Problem: From the listing below, please restate exactly the lines beginning at the one with "Can you see the cumulus" and ending at the one with "<point>307,440</point>", both included, and skip the pictures.

Provided material:
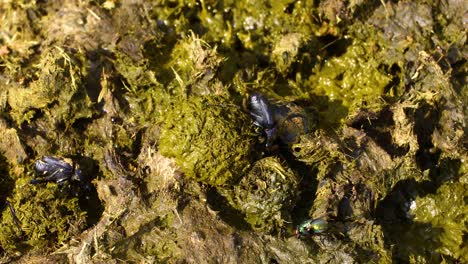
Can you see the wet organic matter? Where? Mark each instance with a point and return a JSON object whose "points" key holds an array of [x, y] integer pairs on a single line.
{"points": [[367, 100]]}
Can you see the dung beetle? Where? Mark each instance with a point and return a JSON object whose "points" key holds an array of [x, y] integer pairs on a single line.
{"points": [[310, 227], [262, 113], [281, 121], [58, 170]]}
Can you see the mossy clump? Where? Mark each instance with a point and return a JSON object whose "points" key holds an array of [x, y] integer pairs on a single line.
{"points": [[55, 91], [265, 195], [356, 79], [211, 141], [45, 216]]}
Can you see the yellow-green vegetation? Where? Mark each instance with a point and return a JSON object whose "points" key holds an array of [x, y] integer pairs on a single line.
{"points": [[53, 90], [354, 79], [47, 218], [265, 195], [211, 141], [148, 97]]}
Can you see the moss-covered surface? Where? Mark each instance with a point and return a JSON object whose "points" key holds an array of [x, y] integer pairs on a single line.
{"points": [[148, 98], [211, 142]]}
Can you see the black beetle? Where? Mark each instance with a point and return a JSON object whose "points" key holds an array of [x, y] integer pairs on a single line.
{"points": [[262, 113], [58, 170]]}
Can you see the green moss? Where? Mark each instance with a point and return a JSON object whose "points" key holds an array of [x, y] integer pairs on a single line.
{"points": [[265, 195], [57, 91], [47, 217], [354, 79], [447, 211], [211, 141]]}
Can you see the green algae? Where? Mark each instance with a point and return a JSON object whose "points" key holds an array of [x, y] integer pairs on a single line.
{"points": [[265, 195], [211, 142], [47, 217], [55, 91], [353, 79], [339, 57]]}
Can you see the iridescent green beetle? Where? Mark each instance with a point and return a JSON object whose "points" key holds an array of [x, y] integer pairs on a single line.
{"points": [[310, 227]]}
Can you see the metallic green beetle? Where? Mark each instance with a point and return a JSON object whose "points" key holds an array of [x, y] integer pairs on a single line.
{"points": [[310, 227]]}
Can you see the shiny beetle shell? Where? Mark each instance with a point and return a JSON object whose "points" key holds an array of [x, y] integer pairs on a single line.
{"points": [[292, 121], [284, 121], [55, 169], [310, 227]]}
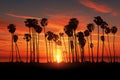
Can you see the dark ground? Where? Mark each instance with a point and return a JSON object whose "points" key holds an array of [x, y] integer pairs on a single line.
{"points": [[61, 71]]}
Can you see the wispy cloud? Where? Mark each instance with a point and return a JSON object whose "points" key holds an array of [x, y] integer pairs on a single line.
{"points": [[100, 7], [20, 16]]}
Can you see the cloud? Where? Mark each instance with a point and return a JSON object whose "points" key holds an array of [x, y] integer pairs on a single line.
{"points": [[100, 7], [20, 16]]}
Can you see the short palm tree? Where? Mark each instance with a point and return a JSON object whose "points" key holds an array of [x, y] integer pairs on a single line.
{"points": [[114, 31], [12, 29]]}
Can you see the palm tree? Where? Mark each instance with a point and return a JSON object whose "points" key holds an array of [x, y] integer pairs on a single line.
{"points": [[107, 31], [38, 30], [114, 30], [27, 37], [90, 28], [73, 23], [49, 36], [15, 37], [44, 23], [103, 26], [68, 30], [87, 33], [98, 20], [12, 28], [31, 23], [62, 36], [82, 43]]}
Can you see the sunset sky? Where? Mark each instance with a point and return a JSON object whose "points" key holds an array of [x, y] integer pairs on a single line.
{"points": [[58, 13]]}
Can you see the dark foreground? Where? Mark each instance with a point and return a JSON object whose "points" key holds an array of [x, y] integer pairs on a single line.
{"points": [[61, 71]]}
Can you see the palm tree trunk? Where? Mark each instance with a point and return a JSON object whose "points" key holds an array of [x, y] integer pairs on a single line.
{"points": [[46, 45], [33, 45], [69, 49], [49, 58], [30, 47], [18, 52], [72, 50], [114, 47], [88, 49], [91, 47], [27, 52], [109, 48], [75, 47], [38, 49], [12, 49], [98, 46], [82, 54], [103, 47], [65, 49]]}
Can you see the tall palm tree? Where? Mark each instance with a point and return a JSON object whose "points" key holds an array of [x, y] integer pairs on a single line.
{"points": [[103, 26], [15, 37], [82, 43], [74, 24], [62, 36], [44, 23], [38, 30], [27, 37], [107, 31], [87, 33], [68, 30], [49, 36], [114, 31], [12, 28], [98, 20], [31, 23], [90, 28]]}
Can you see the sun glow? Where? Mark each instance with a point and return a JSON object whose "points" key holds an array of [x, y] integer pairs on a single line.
{"points": [[58, 56]]}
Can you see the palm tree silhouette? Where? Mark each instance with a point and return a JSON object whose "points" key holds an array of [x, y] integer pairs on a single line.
{"points": [[82, 43], [98, 20], [38, 29], [49, 37], [12, 28], [87, 33], [31, 23], [27, 37], [44, 23], [90, 28], [107, 31], [62, 36], [114, 30], [103, 26], [73, 23], [68, 30], [18, 57]]}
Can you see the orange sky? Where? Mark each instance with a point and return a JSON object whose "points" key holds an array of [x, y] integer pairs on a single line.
{"points": [[58, 17]]}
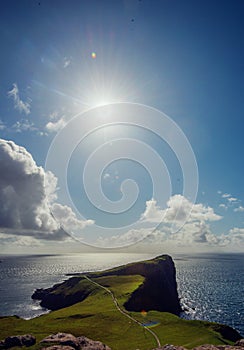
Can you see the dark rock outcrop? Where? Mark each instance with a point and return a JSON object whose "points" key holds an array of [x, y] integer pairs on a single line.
{"points": [[55, 301], [18, 340], [227, 332], [66, 341], [202, 347], [62, 339]]}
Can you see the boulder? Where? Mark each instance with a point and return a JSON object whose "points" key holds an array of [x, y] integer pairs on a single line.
{"points": [[62, 339], [18, 340], [88, 344], [240, 343], [66, 341]]}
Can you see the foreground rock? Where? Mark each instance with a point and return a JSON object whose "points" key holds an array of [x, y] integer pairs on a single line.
{"points": [[18, 340], [66, 341], [239, 345]]}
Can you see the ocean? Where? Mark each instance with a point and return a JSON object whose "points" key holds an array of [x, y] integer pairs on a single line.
{"points": [[211, 287]]}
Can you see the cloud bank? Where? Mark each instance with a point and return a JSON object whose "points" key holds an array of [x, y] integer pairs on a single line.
{"points": [[26, 194]]}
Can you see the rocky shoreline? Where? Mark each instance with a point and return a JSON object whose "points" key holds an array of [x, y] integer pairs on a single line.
{"points": [[67, 341]]}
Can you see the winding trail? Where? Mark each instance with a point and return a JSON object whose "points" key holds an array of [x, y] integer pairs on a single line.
{"points": [[122, 311]]}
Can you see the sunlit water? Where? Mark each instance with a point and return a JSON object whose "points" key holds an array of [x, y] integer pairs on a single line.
{"points": [[210, 287]]}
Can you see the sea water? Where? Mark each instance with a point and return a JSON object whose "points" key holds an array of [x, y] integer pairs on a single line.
{"points": [[211, 287]]}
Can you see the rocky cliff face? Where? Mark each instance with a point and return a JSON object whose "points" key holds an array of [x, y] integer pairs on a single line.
{"points": [[158, 292]]}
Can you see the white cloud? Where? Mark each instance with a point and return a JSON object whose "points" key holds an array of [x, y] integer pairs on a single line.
{"points": [[23, 125], [68, 219], [20, 105], [153, 213], [239, 209], [128, 238], [232, 199], [106, 176], [54, 126], [2, 125], [179, 209], [67, 62], [26, 194], [226, 195], [236, 236]]}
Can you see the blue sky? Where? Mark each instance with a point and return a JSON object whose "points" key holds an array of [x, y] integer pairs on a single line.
{"points": [[184, 58]]}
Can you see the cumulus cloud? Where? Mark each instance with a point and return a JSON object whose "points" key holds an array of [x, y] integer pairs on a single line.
{"points": [[179, 209], [23, 125], [66, 62], [54, 126], [223, 206], [2, 125], [68, 219], [236, 235], [226, 195], [26, 194], [20, 105], [239, 209], [232, 199], [128, 238]]}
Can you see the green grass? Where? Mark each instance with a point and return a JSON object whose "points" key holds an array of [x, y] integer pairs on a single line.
{"points": [[97, 318]]}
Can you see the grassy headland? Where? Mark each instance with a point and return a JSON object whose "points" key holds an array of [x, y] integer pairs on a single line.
{"points": [[97, 317]]}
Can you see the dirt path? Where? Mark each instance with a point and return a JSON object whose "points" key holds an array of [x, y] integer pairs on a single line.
{"points": [[122, 311]]}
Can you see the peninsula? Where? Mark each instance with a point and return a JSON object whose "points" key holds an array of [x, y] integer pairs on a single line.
{"points": [[134, 306]]}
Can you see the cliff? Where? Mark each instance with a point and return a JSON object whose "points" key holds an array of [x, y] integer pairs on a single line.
{"points": [[157, 292]]}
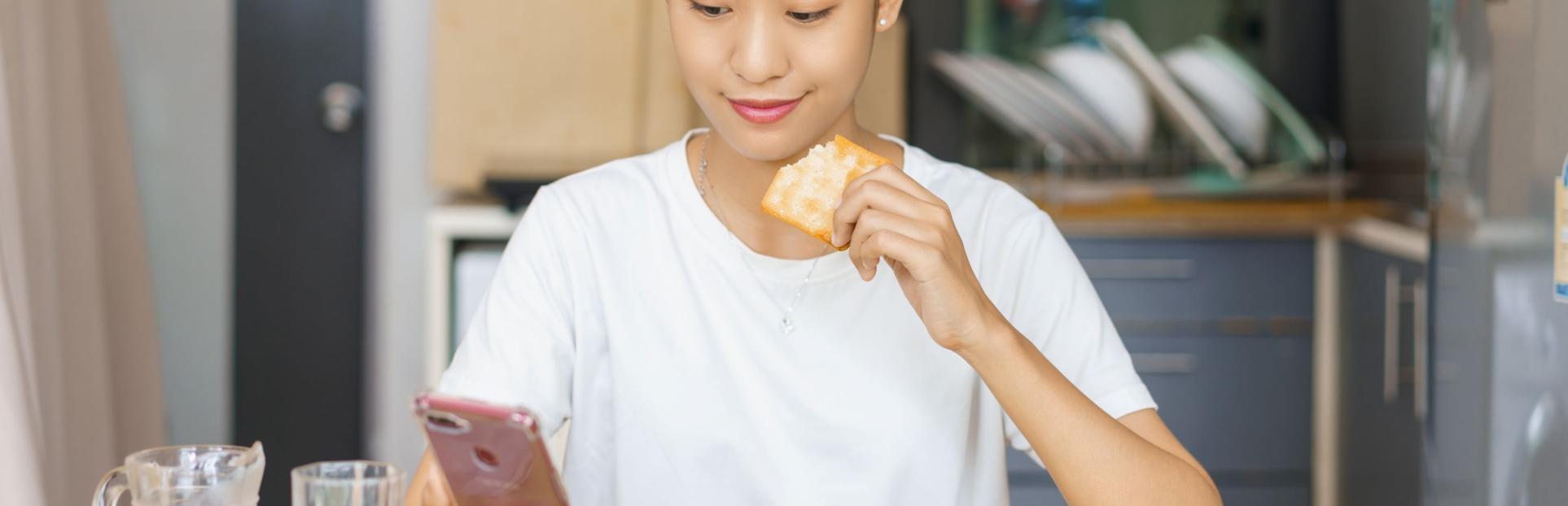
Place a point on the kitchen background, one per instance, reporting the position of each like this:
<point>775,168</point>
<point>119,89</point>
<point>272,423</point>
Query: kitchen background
<point>1322,228</point>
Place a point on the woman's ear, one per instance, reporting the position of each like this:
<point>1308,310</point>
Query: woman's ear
<point>888,13</point>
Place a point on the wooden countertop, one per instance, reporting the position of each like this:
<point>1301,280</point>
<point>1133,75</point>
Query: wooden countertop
<point>1212,218</point>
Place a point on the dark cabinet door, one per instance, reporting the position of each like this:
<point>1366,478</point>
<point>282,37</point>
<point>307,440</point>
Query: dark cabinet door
<point>1380,431</point>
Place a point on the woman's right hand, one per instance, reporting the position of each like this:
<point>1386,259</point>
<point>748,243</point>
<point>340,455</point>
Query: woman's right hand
<point>430,486</point>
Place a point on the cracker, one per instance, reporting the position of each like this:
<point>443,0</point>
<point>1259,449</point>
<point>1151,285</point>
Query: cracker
<point>806,193</point>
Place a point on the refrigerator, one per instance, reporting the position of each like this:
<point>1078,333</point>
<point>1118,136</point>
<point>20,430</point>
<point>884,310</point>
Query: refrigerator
<point>1493,370</point>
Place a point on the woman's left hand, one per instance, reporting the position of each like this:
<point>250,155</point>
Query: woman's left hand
<point>885,213</point>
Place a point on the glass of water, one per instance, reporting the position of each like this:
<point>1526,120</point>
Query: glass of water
<point>347,483</point>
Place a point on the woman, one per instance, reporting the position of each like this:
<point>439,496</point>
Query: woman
<point>711,355</point>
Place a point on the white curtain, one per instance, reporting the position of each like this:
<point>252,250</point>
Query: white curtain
<point>79,358</point>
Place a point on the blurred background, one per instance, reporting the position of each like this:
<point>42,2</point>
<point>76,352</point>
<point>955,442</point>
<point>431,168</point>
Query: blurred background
<point>1324,228</point>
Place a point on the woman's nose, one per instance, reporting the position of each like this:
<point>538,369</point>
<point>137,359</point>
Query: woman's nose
<point>760,55</point>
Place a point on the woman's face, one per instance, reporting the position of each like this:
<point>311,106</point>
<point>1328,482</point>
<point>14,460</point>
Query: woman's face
<point>775,76</point>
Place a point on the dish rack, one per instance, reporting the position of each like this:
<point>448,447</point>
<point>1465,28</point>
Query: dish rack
<point>1060,159</point>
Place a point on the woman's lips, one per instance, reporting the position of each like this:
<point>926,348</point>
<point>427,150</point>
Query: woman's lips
<point>764,111</point>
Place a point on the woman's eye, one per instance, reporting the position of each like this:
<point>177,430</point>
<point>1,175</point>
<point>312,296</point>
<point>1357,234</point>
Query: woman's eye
<point>808,18</point>
<point>709,10</point>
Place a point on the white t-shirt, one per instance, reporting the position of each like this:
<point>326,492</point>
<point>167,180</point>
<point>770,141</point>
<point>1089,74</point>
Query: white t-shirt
<point>623,304</point>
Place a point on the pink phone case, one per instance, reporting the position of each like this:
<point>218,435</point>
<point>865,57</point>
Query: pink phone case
<point>491,455</point>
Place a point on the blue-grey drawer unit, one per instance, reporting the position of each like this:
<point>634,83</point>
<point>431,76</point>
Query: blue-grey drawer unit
<point>1220,331</point>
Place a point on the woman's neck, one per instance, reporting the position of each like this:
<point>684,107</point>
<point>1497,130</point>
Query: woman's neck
<point>739,182</point>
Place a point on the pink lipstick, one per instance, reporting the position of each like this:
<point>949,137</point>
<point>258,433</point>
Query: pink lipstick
<point>762,111</point>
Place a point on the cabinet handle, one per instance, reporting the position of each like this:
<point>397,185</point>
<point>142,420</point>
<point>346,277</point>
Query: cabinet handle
<point>1391,334</point>
<point>1419,350</point>
<point>1164,362</point>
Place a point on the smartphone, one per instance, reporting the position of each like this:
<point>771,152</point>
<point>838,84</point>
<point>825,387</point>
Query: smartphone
<point>491,455</point>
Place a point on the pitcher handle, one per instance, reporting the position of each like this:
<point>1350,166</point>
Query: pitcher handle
<point>113,485</point>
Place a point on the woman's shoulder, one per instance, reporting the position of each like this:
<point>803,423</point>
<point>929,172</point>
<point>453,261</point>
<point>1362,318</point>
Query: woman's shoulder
<point>624,184</point>
<point>968,190</point>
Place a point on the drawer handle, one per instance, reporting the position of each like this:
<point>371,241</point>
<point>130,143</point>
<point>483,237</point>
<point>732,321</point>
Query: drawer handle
<point>1164,362</point>
<point>1139,268</point>
<point>1391,334</point>
<point>1419,326</point>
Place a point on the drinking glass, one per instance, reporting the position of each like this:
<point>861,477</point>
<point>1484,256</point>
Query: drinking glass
<point>347,483</point>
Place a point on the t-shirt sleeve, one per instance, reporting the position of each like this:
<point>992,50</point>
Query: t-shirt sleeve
<point>1041,287</point>
<point>519,347</point>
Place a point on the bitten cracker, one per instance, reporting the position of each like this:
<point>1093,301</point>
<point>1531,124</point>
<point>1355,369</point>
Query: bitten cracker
<point>806,193</point>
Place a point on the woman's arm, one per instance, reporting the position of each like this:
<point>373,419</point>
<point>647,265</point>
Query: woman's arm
<point>1093,458</point>
<point>428,487</point>
<point>887,215</point>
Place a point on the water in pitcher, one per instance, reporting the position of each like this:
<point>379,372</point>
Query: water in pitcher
<point>187,477</point>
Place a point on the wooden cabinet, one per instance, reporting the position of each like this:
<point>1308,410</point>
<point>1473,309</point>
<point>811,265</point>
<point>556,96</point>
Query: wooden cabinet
<point>1380,431</point>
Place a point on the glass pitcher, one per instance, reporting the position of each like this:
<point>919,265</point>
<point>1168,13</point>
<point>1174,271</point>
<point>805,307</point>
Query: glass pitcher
<point>209,475</point>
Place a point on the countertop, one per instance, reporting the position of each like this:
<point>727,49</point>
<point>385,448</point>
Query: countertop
<point>1214,218</point>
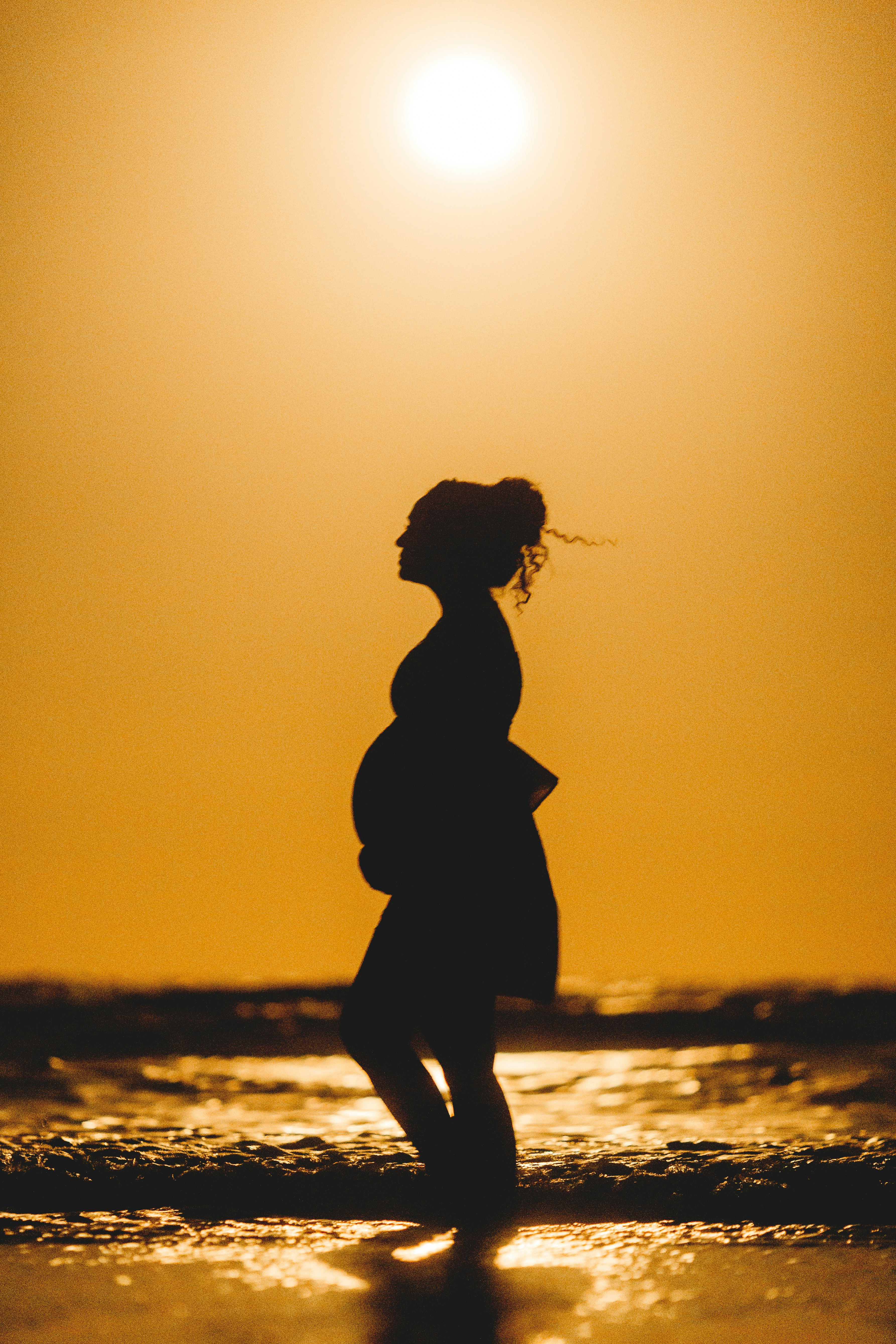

Task answer:
Can you see the cumulus cloud? Where? Mark each instance with a point and return a JSON object whose "points" key holds an array of [x, y] integer pairs on a single line.
{"points": [[179, 209], [23, 125], [66, 62], [54, 126], [223, 206], [2, 125], [68, 219], [236, 235], [226, 195], [26, 194], [20, 105], [239, 209], [232, 199], [128, 238]]}
Can you see the green grass? Where? Mark each instance with a point and return a JSON object whose "points" key holds an array of [x, y] integer pairs on a single line.
{"points": [[97, 318]]}
Can you see the grassy headland? Where? Mark each instance with a point and return a JSON object whose "points" key holds an array of [x, y] integer pairs on a single line.
{"points": [[97, 317]]}
Can you see the dirt path? Where? Mark each instance with a point and return a JSON object whose "points" key holds an array of [x, y] integer pairs on a single line.
{"points": [[122, 311]]}
Can you see the peninsula? Where? Mark each instance with a point and return a JSON object whose "points" key holds an array of [x, y] integer pairs on a single line.
{"points": [[134, 306]]}
Can you see the cliff? Where? Mark each instance with a point and return a JSON object whose "points" key holds an array of [x, y] integer pairs on a single line.
{"points": [[157, 292]]}
Place a point on the kitchen background, one per instance, reporting the position of each like this:
<point>775,168</point>
<point>119,89</point>
<point>272,423</point>
Query: kitchen background
<point>1322,228</point>
Place a point on the woman's ear, one per instance, reporting the position of each like this:
<point>1308,310</point>
Query: woman's ear
<point>888,13</point>
Place a point on the wooden countertop, one per instance, reporting the position of each like this:
<point>1301,280</point>
<point>1133,75</point>
Query: wooden countertop
<point>1212,218</point>
Place a point on the dark cabinet door, one per instance, reporting the position of each like this:
<point>1366,478</point>
<point>282,37</point>
<point>307,440</point>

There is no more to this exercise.